Written instruction: Render the lines from the start through the one containing "[(74, 120), (67, 132)]" as a two-column CSV with the headers text and answer, where each row holds one text and the answer that follows it. Put each field in quotation marks, replace line breaks with spaces, and omit the pictures.

[Entries drawn from a collection]
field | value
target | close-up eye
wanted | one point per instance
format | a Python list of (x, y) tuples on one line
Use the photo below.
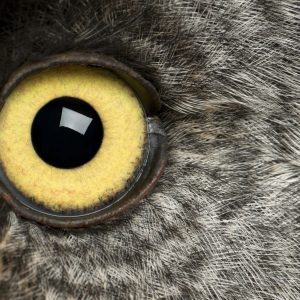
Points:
[(79, 140)]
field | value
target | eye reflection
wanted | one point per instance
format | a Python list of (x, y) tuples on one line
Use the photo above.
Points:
[(74, 120), (67, 132)]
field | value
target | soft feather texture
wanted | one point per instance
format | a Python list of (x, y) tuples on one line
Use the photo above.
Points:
[(223, 223)]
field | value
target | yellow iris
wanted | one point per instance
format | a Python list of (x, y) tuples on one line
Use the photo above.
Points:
[(108, 172)]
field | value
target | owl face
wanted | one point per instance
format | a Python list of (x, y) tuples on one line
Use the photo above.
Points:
[(221, 222)]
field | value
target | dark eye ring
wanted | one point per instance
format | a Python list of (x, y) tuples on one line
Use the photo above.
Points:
[(144, 180)]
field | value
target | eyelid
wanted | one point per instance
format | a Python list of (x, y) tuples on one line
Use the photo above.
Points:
[(150, 170)]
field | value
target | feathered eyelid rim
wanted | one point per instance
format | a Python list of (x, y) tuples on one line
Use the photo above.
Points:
[(144, 90), (152, 166)]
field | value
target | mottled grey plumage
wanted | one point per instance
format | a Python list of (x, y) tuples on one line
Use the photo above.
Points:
[(223, 223)]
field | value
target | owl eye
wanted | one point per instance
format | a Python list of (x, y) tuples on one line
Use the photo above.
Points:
[(79, 140)]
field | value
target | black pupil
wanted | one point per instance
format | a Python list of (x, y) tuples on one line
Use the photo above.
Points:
[(67, 132)]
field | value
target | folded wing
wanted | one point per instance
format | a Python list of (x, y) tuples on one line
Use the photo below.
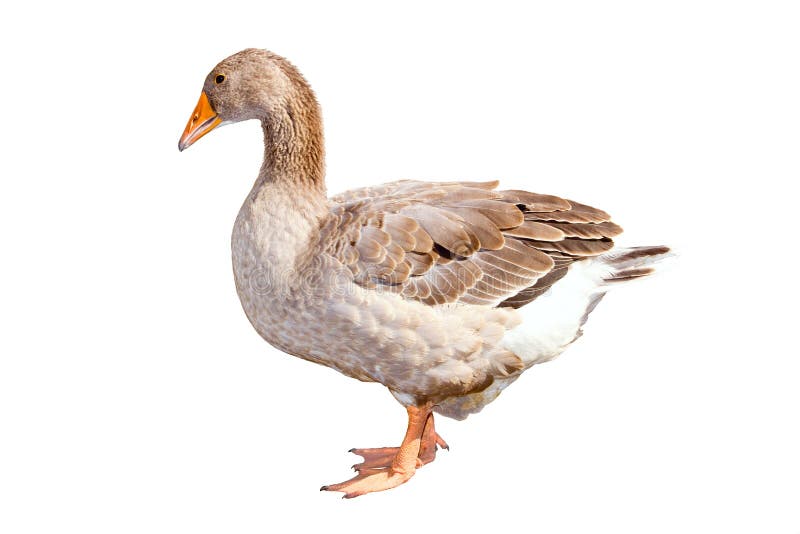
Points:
[(462, 241)]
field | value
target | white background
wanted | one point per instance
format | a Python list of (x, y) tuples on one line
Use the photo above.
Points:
[(135, 397)]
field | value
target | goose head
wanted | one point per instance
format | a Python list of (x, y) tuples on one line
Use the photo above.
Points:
[(251, 84)]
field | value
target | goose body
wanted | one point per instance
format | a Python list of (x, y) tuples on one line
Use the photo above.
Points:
[(443, 292)]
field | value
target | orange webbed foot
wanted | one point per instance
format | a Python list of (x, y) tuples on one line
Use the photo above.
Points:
[(387, 467)]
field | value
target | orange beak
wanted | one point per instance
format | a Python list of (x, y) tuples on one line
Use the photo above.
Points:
[(203, 120)]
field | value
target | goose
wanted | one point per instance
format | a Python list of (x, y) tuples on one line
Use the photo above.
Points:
[(444, 292)]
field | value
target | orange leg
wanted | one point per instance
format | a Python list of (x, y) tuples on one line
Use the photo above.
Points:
[(388, 467), (381, 458)]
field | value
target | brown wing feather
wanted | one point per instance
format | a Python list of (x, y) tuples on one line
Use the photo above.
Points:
[(462, 241)]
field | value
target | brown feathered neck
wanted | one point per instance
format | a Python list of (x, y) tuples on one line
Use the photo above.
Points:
[(294, 148)]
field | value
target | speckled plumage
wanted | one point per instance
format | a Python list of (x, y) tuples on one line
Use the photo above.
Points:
[(443, 292)]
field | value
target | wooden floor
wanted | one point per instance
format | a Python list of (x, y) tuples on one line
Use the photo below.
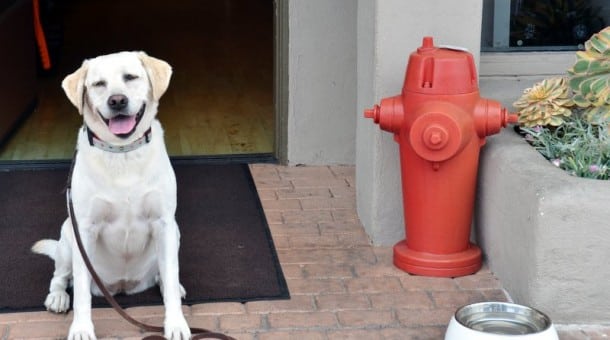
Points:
[(220, 99)]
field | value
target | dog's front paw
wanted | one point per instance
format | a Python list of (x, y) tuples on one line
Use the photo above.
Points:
[(81, 331), (57, 302), (176, 328)]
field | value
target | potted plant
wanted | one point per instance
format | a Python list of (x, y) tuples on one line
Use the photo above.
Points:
[(544, 231)]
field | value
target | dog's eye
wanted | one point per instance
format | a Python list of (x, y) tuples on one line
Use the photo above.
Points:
[(128, 77)]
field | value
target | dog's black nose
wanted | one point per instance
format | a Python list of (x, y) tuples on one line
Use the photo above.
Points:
[(117, 102)]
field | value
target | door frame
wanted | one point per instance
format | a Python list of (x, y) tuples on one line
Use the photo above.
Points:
[(280, 83)]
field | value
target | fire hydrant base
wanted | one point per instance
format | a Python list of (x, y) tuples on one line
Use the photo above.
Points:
[(440, 265)]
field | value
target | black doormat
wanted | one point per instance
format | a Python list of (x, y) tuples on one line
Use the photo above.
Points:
[(226, 249)]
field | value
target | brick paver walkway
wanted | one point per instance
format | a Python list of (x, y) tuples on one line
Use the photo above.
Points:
[(341, 286)]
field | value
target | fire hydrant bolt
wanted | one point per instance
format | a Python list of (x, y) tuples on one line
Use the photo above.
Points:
[(435, 137), (440, 123)]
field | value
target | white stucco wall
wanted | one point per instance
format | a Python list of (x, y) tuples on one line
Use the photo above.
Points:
[(388, 31), (322, 82)]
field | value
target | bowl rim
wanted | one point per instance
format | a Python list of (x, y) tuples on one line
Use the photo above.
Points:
[(534, 311)]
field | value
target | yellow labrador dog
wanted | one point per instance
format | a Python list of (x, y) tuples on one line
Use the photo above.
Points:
[(124, 193)]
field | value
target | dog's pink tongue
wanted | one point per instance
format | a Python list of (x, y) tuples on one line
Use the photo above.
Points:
[(122, 124)]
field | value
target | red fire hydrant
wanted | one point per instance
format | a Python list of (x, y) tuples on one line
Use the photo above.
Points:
[(440, 123)]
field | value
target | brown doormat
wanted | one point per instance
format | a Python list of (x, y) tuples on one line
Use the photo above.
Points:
[(226, 250)]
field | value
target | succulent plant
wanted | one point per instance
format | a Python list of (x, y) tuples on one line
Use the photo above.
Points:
[(590, 78), (546, 103)]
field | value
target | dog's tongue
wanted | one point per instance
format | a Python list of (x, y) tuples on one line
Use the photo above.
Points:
[(122, 124)]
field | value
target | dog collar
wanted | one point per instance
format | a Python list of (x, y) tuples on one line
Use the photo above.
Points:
[(100, 144)]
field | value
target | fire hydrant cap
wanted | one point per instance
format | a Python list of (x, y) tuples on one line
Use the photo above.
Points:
[(440, 71)]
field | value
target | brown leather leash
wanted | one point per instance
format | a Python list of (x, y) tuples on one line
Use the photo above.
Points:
[(198, 333)]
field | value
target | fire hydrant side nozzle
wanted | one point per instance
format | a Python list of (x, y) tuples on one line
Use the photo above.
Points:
[(388, 114), (490, 117), (440, 123)]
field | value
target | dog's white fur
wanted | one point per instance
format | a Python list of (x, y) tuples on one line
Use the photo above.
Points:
[(124, 203)]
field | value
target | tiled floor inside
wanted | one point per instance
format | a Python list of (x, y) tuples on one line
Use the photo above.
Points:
[(341, 286)]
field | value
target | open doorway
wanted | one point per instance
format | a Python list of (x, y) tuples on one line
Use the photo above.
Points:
[(220, 99)]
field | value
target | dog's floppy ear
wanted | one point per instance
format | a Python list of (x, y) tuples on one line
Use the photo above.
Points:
[(159, 72), (74, 86)]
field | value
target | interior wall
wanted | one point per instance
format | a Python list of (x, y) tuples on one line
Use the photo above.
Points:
[(321, 126)]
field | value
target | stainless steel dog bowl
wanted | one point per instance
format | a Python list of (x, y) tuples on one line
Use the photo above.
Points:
[(500, 320)]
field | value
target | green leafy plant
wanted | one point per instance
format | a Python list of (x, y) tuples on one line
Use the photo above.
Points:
[(546, 103), (567, 118), (590, 77), (577, 146)]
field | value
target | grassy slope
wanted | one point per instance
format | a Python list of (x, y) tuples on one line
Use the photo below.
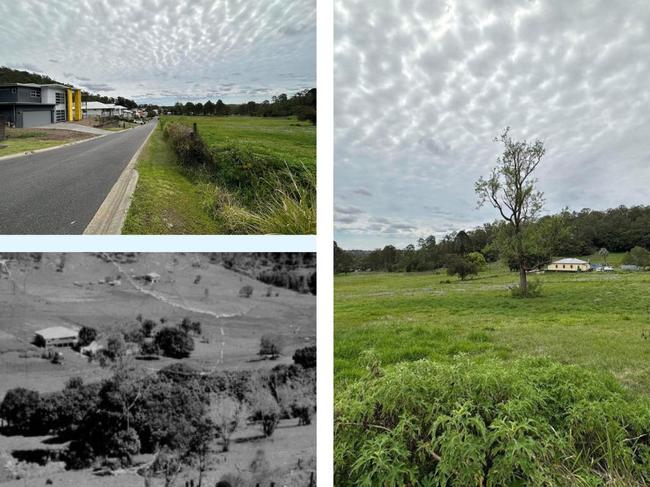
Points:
[(167, 195), (592, 319), (25, 140), (165, 201), (286, 138)]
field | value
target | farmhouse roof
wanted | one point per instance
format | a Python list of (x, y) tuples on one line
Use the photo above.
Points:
[(55, 332), (570, 261)]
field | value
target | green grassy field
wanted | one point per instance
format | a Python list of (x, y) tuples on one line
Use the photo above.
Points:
[(592, 319), (166, 200), (25, 140), (171, 199), (286, 138)]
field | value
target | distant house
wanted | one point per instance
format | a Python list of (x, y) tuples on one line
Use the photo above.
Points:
[(152, 277), (56, 336), (91, 349), (630, 267), (26, 105), (569, 265), (99, 109)]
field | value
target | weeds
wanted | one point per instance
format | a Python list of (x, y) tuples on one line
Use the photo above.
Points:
[(247, 193), (490, 423)]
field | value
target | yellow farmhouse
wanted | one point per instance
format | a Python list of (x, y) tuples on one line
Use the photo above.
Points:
[(569, 265)]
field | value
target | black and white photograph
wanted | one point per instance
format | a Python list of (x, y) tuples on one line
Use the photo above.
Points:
[(158, 369)]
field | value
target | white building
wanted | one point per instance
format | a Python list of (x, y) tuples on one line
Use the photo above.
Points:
[(569, 265), (56, 336), (99, 109)]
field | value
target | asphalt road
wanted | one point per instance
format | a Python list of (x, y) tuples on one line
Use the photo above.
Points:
[(59, 191)]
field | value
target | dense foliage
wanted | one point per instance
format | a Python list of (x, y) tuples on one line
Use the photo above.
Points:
[(567, 234), (305, 357), (173, 342), (528, 422), (301, 105)]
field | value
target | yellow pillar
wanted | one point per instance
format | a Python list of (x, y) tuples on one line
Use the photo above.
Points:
[(77, 105), (69, 107)]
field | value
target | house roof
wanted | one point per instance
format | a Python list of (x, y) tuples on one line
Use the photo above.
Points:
[(570, 261), (35, 85), (98, 105), (55, 332)]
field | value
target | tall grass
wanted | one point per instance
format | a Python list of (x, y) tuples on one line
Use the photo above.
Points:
[(246, 192), (529, 422)]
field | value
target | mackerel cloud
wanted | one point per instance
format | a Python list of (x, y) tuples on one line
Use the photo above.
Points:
[(423, 87), (166, 50)]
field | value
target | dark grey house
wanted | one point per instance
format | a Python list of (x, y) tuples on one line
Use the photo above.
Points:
[(26, 105)]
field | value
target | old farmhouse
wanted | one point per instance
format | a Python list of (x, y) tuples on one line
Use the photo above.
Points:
[(26, 105), (569, 265), (56, 336)]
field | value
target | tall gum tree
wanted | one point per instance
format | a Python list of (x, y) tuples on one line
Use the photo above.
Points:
[(511, 189)]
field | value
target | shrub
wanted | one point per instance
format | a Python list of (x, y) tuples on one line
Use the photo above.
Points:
[(228, 414), (147, 327), (174, 343), (246, 291), (534, 290), (123, 445), (270, 345), (266, 409), (19, 409), (527, 422), (477, 259), (87, 335), (305, 357), (461, 267), (190, 148)]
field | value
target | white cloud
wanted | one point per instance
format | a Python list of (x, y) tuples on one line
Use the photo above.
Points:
[(423, 86), (164, 50)]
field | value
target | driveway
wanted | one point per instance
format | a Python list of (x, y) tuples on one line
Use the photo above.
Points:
[(59, 191), (76, 127)]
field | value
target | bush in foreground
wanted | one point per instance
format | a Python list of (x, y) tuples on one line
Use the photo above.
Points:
[(174, 343), (528, 422)]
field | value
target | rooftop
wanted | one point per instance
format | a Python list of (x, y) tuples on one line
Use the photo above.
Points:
[(55, 332), (570, 261)]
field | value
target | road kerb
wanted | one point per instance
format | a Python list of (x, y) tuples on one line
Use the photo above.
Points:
[(111, 215)]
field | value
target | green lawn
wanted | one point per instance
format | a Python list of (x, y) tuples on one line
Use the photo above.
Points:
[(170, 199), (25, 140), (591, 319), (166, 201), (286, 138)]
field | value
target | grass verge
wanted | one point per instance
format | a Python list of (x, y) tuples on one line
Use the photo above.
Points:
[(166, 200), (26, 140)]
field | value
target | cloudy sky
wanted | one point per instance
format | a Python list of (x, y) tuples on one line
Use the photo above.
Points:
[(423, 86), (161, 51)]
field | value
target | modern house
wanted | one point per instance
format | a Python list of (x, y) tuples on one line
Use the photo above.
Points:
[(569, 265), (56, 336), (26, 105)]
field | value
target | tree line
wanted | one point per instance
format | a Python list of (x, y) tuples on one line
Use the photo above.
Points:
[(176, 413), (568, 233), (301, 105)]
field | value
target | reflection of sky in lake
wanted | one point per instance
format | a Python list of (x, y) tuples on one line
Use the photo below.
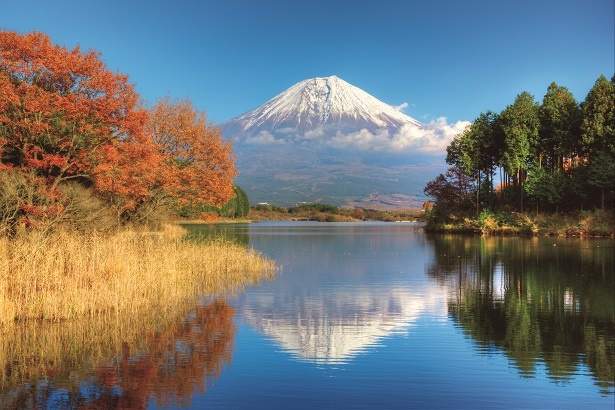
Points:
[(340, 294)]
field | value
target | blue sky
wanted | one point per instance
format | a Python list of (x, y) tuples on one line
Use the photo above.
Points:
[(444, 58)]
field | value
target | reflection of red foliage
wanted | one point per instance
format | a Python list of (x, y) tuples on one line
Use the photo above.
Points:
[(178, 362)]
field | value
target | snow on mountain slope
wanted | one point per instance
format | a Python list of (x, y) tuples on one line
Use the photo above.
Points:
[(320, 102)]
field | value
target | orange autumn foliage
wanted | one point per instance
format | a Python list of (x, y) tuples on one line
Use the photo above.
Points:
[(60, 106), (65, 116), (199, 166)]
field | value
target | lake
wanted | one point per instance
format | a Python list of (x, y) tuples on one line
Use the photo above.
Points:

Result of the task:
text,answer
"field | value target | close-up eye wanted | one point per instance format | a Python list of (x, y) tuples on one line Use the photo below. Points:","[(79, 140)]"
"field | value target | eye reflection wanted | one point per instance format | a Python list of (x, y) tuples on one line Use the photo above. Points:","[(74, 120), (67, 132)]"